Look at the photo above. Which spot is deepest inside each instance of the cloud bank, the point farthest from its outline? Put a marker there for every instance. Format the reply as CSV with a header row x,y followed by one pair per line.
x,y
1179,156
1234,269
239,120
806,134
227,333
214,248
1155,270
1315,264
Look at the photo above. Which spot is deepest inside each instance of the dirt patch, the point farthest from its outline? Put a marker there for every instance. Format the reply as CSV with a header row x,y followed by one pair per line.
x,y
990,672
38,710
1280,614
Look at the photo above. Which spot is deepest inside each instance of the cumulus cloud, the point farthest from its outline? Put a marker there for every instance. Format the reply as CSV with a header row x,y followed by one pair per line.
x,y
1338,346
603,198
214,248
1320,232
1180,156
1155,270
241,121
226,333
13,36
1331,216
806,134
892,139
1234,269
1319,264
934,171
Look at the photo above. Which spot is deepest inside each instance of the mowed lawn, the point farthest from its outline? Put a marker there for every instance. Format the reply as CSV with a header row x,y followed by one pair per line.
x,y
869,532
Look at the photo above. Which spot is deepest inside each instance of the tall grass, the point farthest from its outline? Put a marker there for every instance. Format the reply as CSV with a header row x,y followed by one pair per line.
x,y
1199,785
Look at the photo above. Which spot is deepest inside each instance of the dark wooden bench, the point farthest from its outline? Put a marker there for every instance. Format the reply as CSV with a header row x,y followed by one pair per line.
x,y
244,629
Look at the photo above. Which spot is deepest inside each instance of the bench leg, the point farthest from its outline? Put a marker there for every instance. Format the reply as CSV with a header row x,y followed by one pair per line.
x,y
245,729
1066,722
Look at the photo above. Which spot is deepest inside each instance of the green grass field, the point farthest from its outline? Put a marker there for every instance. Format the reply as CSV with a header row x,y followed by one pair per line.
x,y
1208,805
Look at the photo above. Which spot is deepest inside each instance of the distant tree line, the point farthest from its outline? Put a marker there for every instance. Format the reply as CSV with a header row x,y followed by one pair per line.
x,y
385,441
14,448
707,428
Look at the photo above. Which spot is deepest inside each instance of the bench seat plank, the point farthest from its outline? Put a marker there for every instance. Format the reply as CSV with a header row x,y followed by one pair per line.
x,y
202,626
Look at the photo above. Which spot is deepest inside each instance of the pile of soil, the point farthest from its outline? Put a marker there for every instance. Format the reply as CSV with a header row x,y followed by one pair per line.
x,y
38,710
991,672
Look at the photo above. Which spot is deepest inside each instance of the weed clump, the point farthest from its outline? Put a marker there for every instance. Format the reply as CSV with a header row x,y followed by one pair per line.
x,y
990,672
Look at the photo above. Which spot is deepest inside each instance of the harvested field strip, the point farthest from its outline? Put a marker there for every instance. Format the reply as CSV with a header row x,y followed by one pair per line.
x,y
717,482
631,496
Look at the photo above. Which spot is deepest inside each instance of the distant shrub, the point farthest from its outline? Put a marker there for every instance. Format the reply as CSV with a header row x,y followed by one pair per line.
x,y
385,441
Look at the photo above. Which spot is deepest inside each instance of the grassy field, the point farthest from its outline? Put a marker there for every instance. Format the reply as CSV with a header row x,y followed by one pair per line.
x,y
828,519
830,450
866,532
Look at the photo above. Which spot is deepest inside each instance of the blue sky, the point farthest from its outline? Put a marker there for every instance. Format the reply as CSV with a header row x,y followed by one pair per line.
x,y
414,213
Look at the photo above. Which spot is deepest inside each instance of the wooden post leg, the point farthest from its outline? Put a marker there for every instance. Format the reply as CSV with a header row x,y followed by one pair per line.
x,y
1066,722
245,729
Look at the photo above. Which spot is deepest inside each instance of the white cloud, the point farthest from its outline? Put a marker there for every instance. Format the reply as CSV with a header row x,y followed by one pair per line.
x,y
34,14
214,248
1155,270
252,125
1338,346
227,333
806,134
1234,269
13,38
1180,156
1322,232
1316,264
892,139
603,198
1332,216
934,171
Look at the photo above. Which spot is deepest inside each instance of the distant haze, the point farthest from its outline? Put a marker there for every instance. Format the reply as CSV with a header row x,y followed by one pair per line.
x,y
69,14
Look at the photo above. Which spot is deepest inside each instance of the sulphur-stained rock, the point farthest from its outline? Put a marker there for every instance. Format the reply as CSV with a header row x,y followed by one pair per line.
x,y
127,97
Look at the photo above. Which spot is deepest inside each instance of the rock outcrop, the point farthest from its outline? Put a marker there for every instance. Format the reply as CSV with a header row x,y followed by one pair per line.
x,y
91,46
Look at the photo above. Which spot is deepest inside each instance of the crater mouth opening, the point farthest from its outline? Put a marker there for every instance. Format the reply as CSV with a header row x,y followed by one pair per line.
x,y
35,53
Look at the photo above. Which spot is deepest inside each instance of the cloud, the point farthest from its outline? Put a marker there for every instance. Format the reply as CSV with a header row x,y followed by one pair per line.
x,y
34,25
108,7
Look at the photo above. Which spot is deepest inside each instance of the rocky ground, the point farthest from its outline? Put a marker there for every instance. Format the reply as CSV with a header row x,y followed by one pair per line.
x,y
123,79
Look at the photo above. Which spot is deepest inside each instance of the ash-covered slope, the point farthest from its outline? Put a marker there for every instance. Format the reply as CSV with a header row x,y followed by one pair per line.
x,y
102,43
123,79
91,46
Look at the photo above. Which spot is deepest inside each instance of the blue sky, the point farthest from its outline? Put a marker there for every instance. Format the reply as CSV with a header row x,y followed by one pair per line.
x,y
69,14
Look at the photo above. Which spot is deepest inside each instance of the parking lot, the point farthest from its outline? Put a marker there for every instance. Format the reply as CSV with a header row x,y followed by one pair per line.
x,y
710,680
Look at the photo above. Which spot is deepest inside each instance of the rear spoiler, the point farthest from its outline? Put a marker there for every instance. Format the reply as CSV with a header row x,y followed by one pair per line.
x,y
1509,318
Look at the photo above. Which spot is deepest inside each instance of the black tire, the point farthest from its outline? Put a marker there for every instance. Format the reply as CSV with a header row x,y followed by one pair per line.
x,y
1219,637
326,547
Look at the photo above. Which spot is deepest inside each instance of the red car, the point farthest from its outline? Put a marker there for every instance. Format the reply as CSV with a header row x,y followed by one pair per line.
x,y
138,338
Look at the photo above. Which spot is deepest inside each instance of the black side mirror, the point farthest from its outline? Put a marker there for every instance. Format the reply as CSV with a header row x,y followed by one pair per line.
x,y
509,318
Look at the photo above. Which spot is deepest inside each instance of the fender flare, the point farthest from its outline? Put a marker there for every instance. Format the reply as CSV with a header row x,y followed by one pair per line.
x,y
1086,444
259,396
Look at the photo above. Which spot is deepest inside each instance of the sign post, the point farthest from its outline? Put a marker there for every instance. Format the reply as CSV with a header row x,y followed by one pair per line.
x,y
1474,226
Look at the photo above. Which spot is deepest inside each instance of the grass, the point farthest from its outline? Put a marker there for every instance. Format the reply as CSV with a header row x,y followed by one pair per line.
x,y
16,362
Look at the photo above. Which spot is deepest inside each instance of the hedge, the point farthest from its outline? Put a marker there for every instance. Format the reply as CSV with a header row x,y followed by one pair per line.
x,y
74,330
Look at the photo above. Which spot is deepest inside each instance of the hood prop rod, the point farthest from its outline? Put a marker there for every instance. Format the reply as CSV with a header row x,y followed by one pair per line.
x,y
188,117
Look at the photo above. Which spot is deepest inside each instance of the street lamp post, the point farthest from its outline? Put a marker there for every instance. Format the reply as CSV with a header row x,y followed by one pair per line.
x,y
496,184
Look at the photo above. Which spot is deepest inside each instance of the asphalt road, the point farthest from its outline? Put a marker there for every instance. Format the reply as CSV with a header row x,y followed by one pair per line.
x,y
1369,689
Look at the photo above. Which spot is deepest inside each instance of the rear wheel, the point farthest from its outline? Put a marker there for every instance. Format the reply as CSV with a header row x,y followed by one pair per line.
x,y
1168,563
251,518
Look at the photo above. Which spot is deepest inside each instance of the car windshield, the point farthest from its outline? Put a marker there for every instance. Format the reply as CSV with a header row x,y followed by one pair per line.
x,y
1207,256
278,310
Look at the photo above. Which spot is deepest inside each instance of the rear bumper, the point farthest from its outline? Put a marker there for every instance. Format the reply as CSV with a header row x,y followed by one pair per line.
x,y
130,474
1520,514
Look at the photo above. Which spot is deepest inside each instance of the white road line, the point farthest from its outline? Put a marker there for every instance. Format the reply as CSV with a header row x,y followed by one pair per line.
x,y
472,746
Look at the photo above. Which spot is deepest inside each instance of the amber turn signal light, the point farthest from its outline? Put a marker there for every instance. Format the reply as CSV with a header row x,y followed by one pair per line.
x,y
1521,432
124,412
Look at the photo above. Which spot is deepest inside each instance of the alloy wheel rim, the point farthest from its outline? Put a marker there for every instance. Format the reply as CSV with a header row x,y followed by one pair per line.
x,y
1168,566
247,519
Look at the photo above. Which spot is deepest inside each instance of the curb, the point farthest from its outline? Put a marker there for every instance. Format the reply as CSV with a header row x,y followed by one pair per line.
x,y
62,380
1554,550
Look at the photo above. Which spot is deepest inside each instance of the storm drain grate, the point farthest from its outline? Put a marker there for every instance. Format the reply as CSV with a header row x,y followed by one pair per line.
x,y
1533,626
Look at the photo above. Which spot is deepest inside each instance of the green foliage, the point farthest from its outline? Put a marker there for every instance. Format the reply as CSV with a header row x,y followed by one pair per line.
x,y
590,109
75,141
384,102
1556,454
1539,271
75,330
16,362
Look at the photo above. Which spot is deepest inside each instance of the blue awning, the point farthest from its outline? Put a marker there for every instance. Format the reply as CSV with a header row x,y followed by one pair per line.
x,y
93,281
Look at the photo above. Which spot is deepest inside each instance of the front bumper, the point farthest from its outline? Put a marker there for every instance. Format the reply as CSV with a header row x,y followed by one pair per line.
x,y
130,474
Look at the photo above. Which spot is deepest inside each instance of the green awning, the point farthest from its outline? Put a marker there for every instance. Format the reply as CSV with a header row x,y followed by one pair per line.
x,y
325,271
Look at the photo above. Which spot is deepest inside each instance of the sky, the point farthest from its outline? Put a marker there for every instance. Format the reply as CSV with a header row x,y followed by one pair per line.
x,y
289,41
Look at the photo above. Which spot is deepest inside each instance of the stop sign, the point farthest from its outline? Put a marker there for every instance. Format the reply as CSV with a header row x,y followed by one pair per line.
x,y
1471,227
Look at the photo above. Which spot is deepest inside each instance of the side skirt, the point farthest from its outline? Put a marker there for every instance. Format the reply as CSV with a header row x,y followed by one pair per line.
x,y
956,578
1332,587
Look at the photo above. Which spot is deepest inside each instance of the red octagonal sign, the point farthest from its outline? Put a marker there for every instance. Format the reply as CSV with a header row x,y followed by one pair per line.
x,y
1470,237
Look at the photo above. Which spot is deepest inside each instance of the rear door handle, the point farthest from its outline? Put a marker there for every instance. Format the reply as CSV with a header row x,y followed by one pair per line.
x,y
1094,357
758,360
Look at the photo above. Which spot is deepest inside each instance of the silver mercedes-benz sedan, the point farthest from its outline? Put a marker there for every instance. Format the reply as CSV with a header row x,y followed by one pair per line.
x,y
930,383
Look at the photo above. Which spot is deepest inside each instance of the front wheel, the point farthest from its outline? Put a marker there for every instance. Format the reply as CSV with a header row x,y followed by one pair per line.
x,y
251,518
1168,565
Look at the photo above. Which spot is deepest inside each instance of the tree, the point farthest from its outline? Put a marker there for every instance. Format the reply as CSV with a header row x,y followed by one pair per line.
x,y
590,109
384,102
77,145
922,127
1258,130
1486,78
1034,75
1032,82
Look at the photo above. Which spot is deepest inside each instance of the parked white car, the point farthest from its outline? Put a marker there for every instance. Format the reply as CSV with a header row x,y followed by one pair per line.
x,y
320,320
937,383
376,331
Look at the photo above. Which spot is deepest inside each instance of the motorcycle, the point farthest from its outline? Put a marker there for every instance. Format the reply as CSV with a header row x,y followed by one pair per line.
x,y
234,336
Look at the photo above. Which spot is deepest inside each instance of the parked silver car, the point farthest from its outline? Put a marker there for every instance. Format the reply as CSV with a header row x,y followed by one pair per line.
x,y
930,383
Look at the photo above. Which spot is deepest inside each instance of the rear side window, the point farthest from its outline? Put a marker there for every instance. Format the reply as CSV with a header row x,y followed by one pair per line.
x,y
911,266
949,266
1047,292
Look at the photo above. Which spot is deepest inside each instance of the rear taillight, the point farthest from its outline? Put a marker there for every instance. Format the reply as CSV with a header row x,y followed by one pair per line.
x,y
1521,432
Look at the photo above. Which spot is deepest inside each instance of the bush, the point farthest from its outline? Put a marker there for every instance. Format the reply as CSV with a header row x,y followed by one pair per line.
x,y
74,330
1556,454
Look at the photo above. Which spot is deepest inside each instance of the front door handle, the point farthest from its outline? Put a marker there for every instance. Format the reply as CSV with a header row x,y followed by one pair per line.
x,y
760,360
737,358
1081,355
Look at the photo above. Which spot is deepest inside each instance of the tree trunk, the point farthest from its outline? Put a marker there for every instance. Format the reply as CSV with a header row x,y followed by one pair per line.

○ ○ ○ ○ ○ ○ ○

■ **WHAT THE EXERCISE ASKS**
Reproduce the lines word for word, starting at the one holding "the parked white" and ending at the final line of the material above.

■ **EXERCISE RESPONSE**
Look at the photo above. Which spot is deepest inside each instance of the parked white car, the point farthest from its outline? Put a marker there for every instance. Format the reply as CSV with a header row x,y followed by one pair per line.
x,y
320,320
937,383
376,331
Look at the photo above. Which spot is deepest inside each instance of the motorcycle, the point farthest from its outline? Put a marker there for every instance. Format the reply as CSV with a header row x,y followed by one pair per line.
x,y
234,336
Look at the photo above. Which spot is deepest inside each instance of the parked silver car, the point farthest from its outline? Put a marker there for every instance. Format the reply as CSV with a header row x,y followed by one pair per line.
x,y
930,383
Look at the photo above. Which spot is deepest inside each instance of the rear side window, the point farthest from its outline? Put a marker there for every instance. Format the reply as CSV with a header row x,y followed by one pair per line.
x,y
911,266
949,266
1047,292
Look at the photo above. Which spot is deepest inside each instance of the rear taillight, the point farthest from its outline? Put a marker there for every instance. Format the reply as CSV with a header row x,y followed by one pair per line.
x,y
1521,432
Look at the photo above. Which spot is deepest inside each instance of the bush, the point farthest from its outline? Put a marker there for every instance. Format the reply as CSV with a header row x,y followed by one pair per line.
x,y
74,330
1556,454
Look at the photo above. Which spot is deepest inside each instance of the front door handle, the point farthest from its outline? Put a marker there for every instance. Format the reply as CSV with a header row x,y followed by one pair per line.
x,y
760,360
737,358
1081,355
Look at the photo above. Which spot is deepest inside each instance of the tree trunk, the point farthest from its outline? Put a marker there for every instance. Format the reply as CSV with a header row x,y followed by one pair per line.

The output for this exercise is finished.